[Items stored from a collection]
⁂
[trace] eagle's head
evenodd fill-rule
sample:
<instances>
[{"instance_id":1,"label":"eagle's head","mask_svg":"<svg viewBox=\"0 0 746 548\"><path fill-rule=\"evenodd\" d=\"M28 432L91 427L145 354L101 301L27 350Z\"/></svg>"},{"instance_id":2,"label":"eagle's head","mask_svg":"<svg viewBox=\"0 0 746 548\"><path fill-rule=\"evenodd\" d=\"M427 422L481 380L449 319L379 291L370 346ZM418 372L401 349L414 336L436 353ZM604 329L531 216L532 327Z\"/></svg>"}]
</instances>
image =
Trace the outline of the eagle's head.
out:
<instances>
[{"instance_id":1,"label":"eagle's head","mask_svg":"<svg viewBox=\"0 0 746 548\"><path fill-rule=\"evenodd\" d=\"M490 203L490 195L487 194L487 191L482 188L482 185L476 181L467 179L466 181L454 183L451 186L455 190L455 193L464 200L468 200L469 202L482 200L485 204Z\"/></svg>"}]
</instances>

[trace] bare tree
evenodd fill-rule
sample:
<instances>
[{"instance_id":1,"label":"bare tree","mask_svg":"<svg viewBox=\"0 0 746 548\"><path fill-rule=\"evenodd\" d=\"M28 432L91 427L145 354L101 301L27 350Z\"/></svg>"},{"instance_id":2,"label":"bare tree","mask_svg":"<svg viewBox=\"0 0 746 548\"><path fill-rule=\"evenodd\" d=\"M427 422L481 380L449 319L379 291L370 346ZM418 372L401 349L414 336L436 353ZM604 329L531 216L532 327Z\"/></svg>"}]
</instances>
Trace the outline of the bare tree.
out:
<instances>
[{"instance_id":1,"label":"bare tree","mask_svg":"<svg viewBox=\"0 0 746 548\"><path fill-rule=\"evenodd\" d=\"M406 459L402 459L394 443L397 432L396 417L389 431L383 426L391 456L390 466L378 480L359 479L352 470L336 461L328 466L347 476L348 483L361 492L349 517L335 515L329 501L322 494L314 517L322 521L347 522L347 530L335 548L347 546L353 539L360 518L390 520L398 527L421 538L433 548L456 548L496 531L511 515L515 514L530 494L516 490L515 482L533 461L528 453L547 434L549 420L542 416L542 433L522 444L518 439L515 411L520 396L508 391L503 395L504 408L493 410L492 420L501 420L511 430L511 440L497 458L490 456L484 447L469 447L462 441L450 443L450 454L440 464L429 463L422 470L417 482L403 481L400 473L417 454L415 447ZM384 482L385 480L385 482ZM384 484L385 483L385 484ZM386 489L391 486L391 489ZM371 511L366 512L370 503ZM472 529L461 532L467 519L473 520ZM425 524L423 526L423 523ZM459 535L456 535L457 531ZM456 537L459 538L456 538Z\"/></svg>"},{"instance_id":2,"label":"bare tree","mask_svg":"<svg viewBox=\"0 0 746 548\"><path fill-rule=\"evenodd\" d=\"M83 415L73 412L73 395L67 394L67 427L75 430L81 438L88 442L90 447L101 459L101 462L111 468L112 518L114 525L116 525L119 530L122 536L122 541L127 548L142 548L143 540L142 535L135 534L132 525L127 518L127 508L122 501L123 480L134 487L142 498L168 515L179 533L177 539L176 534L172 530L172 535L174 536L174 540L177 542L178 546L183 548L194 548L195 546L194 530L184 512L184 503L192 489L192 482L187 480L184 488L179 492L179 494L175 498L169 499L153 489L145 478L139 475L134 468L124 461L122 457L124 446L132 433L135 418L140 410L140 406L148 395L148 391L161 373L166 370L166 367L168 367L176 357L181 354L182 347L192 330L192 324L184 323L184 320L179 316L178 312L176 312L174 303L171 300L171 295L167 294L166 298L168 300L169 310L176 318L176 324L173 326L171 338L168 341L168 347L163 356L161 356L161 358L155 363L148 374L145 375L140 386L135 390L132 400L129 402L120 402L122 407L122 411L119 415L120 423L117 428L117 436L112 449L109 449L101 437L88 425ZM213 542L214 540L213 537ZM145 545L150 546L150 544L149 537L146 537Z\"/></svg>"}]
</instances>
⁂
Written request: Quote all of the data above verbatim, line for line.

Exercise solution:
[trace] eagle's head
evenodd fill-rule
sample:
<instances>
[{"instance_id":1,"label":"eagle's head","mask_svg":"<svg viewBox=\"0 0 746 548\"><path fill-rule=\"evenodd\" d=\"M28 432L91 427L145 354L101 301L27 350Z\"/></svg>"},{"instance_id":2,"label":"eagle's head","mask_svg":"<svg viewBox=\"0 0 746 548\"><path fill-rule=\"evenodd\" d=\"M427 422L481 380L449 319L379 291L370 346ZM418 372L401 349L414 336L436 353ZM604 329L531 216L532 327Z\"/></svg>"}]
</instances>
image =
Trace the outline of the eagle's head.
out:
<instances>
[{"instance_id":1,"label":"eagle's head","mask_svg":"<svg viewBox=\"0 0 746 548\"><path fill-rule=\"evenodd\" d=\"M490 203L490 195L487 194L487 191L482 188L482 185L476 181L467 179L466 181L454 183L451 186L455 190L455 193L464 200L468 200L469 202L482 200L485 204Z\"/></svg>"}]
</instances>

[trace] bare tree
evenodd fill-rule
sample:
<instances>
[{"instance_id":1,"label":"bare tree","mask_svg":"<svg viewBox=\"0 0 746 548\"><path fill-rule=\"evenodd\" d=\"M28 432L91 427L145 354L101 301L27 350Z\"/></svg>"},{"instance_id":2,"label":"bare tree","mask_svg":"<svg viewBox=\"0 0 746 548\"><path fill-rule=\"evenodd\" d=\"M427 422L481 380L449 319L379 291L370 346ZM418 372L401 349L414 336L436 353ZM604 329L531 216L532 327Z\"/></svg>"}]
</instances>
Trace the outline of the bare tree.
out:
<instances>
[{"instance_id":1,"label":"bare tree","mask_svg":"<svg viewBox=\"0 0 746 548\"><path fill-rule=\"evenodd\" d=\"M406 459L402 459L394 443L397 432L396 417L389 431L383 426L391 456L390 466L378 480L359 479L352 470L336 461L328 466L347 476L348 483L361 492L349 517L335 515L329 501L322 494L314 517L322 521L347 522L347 530L335 548L347 546L353 539L360 518L390 520L398 527L421 538L433 548L456 548L496 531L511 515L515 514L530 494L516 490L515 482L533 461L528 453L547 434L549 420L542 416L542 433L522 444L518 439L515 411L520 396L508 391L503 395L504 408L493 410L492 420L501 420L511 430L511 440L497 458L490 456L484 447L469 447L462 441L450 443L450 454L440 464L429 463L422 470L417 482L403 481L400 473L417 454L415 447ZM384 482L385 480L385 482ZM384 484L385 483L385 484ZM386 489L391 486L391 489ZM371 511L366 512L370 503ZM472 529L461 532L467 519L473 520ZM425 524L423 526L423 523ZM459 535L456 535L457 531ZM456 537L459 538L456 538Z\"/></svg>"},{"instance_id":2,"label":"bare tree","mask_svg":"<svg viewBox=\"0 0 746 548\"><path fill-rule=\"evenodd\" d=\"M83 415L73 412L73 395L67 394L67 427L75 430L81 438L88 442L90 447L101 459L101 462L111 468L112 518L114 525L116 525L119 530L122 536L122 541L127 548L142 548L143 540L142 535L135 534L132 525L127 518L127 508L122 501L123 480L134 487L142 498L168 515L179 533L177 539L176 534L172 530L172 535L174 536L174 540L177 542L178 546L183 548L194 548L195 546L194 530L184 512L184 503L192 489L192 482L187 480L184 488L179 492L179 494L175 498L169 499L153 489L145 478L139 475L134 468L124 461L122 457L124 446L132 433L135 418L140 410L140 406L148 395L148 391L161 373L166 370L166 367L168 367L176 357L181 354L182 347L192 330L192 324L184 323L184 320L179 316L178 312L176 312L174 303L171 300L171 295L167 294L166 298L168 300L169 310L176 318L176 324L173 326L171 338L168 341L168 347L163 356L161 356L161 358L155 363L148 374L145 375L140 386L135 390L132 400L129 402L120 402L122 407L122 411L119 415L120 423L117 428L117 436L112 449L109 449L101 437L88 425ZM213 542L214 540L213 537ZM145 545L150 546L150 544L149 537L146 537Z\"/></svg>"}]
</instances>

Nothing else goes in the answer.